BRIEF
Your answer should be an exact copy of every record.

(Region pointing data)
○ ○ ○

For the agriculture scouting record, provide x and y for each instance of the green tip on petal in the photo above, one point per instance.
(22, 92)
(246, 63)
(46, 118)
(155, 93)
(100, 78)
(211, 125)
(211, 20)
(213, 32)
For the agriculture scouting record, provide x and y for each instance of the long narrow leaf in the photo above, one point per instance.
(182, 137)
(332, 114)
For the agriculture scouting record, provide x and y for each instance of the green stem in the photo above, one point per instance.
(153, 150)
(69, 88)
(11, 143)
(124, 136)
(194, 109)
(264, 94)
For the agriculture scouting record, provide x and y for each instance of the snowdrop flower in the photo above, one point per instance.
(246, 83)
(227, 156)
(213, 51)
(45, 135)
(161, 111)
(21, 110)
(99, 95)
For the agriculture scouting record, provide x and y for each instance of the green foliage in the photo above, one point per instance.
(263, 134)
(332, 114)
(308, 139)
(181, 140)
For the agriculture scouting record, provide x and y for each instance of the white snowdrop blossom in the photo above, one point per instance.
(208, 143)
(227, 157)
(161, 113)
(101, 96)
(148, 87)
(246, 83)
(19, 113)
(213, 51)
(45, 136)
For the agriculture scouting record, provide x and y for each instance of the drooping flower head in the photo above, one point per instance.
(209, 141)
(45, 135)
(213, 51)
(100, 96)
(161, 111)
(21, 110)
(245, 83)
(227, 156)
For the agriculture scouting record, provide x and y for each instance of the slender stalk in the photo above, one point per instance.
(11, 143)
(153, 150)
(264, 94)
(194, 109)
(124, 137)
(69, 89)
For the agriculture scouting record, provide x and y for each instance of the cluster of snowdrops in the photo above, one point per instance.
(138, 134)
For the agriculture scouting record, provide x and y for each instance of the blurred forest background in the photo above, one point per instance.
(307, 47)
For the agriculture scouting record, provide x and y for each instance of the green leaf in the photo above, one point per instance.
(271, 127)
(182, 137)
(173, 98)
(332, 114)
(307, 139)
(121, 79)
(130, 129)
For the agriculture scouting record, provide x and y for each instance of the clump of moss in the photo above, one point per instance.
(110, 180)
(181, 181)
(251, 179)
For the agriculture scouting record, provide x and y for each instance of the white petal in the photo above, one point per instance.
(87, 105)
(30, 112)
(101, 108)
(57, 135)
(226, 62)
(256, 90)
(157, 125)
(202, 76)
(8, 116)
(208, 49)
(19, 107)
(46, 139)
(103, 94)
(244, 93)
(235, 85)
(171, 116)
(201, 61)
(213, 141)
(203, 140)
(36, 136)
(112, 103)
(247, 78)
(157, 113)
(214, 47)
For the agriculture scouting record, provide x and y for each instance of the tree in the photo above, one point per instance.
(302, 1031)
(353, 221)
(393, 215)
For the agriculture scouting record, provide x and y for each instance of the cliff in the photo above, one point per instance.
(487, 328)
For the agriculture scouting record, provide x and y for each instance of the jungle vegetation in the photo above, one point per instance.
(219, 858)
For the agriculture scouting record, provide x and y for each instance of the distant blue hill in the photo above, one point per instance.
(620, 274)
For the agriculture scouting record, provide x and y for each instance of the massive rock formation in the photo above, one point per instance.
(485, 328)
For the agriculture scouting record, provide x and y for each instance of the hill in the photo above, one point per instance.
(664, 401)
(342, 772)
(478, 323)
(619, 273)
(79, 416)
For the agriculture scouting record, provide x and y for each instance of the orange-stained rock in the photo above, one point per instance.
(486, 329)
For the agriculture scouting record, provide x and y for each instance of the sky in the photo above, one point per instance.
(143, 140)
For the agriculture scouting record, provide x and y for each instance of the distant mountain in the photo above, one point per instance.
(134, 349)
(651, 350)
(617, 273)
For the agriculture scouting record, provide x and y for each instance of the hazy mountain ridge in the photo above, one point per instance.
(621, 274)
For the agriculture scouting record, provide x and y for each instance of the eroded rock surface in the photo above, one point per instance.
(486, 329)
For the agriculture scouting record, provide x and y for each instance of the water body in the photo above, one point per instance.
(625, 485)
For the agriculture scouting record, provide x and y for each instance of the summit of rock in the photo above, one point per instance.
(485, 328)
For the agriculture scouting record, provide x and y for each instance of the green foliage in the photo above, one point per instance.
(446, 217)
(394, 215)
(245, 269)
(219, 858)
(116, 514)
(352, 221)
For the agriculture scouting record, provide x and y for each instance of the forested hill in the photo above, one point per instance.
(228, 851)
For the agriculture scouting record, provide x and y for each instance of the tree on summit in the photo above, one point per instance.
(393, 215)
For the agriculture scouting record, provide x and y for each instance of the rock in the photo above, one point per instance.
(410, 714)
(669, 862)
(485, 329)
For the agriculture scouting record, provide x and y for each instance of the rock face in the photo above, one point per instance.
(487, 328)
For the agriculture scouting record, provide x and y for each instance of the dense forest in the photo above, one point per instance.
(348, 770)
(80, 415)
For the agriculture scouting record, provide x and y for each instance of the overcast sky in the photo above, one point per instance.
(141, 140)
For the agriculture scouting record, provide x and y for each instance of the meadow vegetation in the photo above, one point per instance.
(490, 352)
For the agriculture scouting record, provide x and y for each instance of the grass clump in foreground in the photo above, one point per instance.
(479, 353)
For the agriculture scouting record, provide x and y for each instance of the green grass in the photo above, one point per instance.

○ ○ ○

SOLUTION TO THIS EXERCISE
For the agriculture scouting record, provide x and y for each instance of the green tip on petal in the photo above, one point per instance.
(22, 92)
(246, 63)
(46, 118)
(155, 93)
(100, 78)
(211, 125)
(211, 20)
(213, 32)
For the agriculture scouting record, provide x and y for each instance of the long narrow leaf in the photo above, one point per instance.
(182, 137)
(332, 114)
For the agriculture scouting record, provide x and y for each instance of the green stem in the photo above, one point per instance.
(153, 150)
(69, 88)
(11, 143)
(124, 136)
(194, 109)
(264, 94)
For the agriculture scouting record, provide x and y for each instance of the snowdrop flower in the photo above, one point per instance.
(246, 83)
(227, 156)
(213, 51)
(45, 135)
(161, 111)
(21, 110)
(99, 95)
For the agriculture scouting record, provide x and y for each instance of the green foliage in the photo above, one point per instance.
(263, 134)
(332, 114)
(308, 139)
(181, 140)
For the agriculture scouting record, provide x and y for each instance of the white snowdrop blossom in the photo above, one point per instance.
(208, 143)
(227, 157)
(161, 113)
(101, 96)
(148, 87)
(246, 83)
(19, 113)
(213, 51)
(45, 136)
For the agriculture scouting record, provide x and y for each instance of the drooping flower head in the photo above, one point per instance.
(209, 141)
(45, 135)
(213, 51)
(100, 96)
(161, 111)
(21, 110)
(245, 83)
(227, 156)
For the agriculture scouting record, provide x and y for each instance of the slender stalk in the photo above, one point per instance.
(11, 143)
(153, 150)
(264, 94)
(194, 109)
(124, 137)
(69, 89)
For the agriculture scouting record, provide x and y for each instance of the cluster of snowdrops in the photo above, one point per instance.
(138, 134)
For the agriculture scouting record, provide x and y for each instance of the blurred forest background in the photo above, one point per instance.
(307, 47)
For the agriculture scouting record, provide x and y for each instance of the green leaf in the photo above, one point per instance.
(271, 127)
(182, 137)
(173, 98)
(332, 114)
(307, 139)
(121, 79)
(130, 129)
For the agriculture scouting record, provide x and y for each instance of the clump of moss in the photo above, one point per instance.
(110, 180)
(181, 181)
(251, 179)
For the agriculture scouting record, provide x and y for each instance of the white petal in the photo above, one point per instance.
(87, 105)
(30, 112)
(101, 108)
(57, 135)
(226, 62)
(256, 90)
(157, 125)
(202, 76)
(8, 116)
(208, 49)
(19, 107)
(46, 139)
(103, 94)
(244, 93)
(235, 85)
(171, 116)
(201, 61)
(213, 141)
(203, 140)
(36, 136)
(112, 103)
(247, 78)
(157, 113)
(214, 47)
For the agriculture scouting record, provide x and y for each instance of the tree in the photo above, one point per instance.
(302, 1031)
(353, 221)
(393, 215)
For the agriculture scouting record, provide x and y for each instance of the cliff in the photo above, one point per instance.
(487, 328)
For the agriculture scouting record, provide x and y for each instance of the jungle vegetation in the photo above, one point per instance.
(219, 858)
For the agriculture scouting record, provide x and y for each instance of the distant blue hill in the photo above, one point per instance.
(620, 274)
For the agriculture scouting record, provide x and y for each instance of the massive rock formation in the photo above, one point per instance.
(485, 328)
For the agriculture scouting record, provide x and y for each instance of the hill in the photo above, one point per instance.
(664, 401)
(342, 772)
(478, 323)
(619, 273)
(79, 416)
For the agriculture scouting record, provide x and y for each instance of the orange-stained rock in the photo above, one point per instance.
(486, 329)
For the agriculture scouting record, provide x and y for each instance of the sky in the photo above, one point per instance.
(143, 140)
For the agriculture scouting record, provide x and y for each instance of the distant mountain in the photo above, one point per instance.
(134, 349)
(651, 350)
(617, 273)
For the agriculture scouting record, provide x and y for each instance of the hazy mountain ridge in the photo above, one point per instance.
(621, 274)
For the agriculture scouting record, provide x and y for each instance of the eroded rock surface in the photo above, one point per instance.
(486, 329)
For the agriculture scouting record, provide x and y for each instance of the water body in the photo above, one point per instance.
(625, 485)
For the agriculture scouting record, provide x and y for each instance of the summit of rock in the photo above, one point per instance.
(485, 328)
For the agriculture scouting record, provide x and y for each instance of the green foliage in the photo above, one point per instance.
(446, 217)
(394, 215)
(245, 269)
(219, 858)
(116, 514)
(352, 221)
For the agriculture scouting record, provide x and y for each instance of the forested hill in the photo above, one point per instance.
(228, 851)
For the agriculture scouting record, provide x and y for each instance of the tree on summit in the photo above, one point per instance.
(393, 215)
For the agriculture scouting record, provide x and y for each instance of the rock in the photo above, one point per instance.
(410, 714)
(669, 862)
(485, 329)
For the agriculture scouting record, provide x and y for each instance of the rock face in the photo above, one point per instance.
(487, 328)
For the agriculture scouting record, provide x and y for each instance of the dense forest in the photo above, one point per instance.
(348, 770)
(80, 415)
For the agriculture scouting record, provide x and y for each instance of the overcast sky in the photo above, one point per instance.
(141, 140)
For the agriculture scouting record, provide x and y for each instance of the meadow vegetation in the photo above, one point per instance.
(490, 352)
For the agriculture scouting record, provide x and y for each instance of the grass clump in foreground in the photo above, one point per instance.
(479, 353)
For the agriculture scouting record, provide x and y for each instance of the green grass in the photo above, one point per instance.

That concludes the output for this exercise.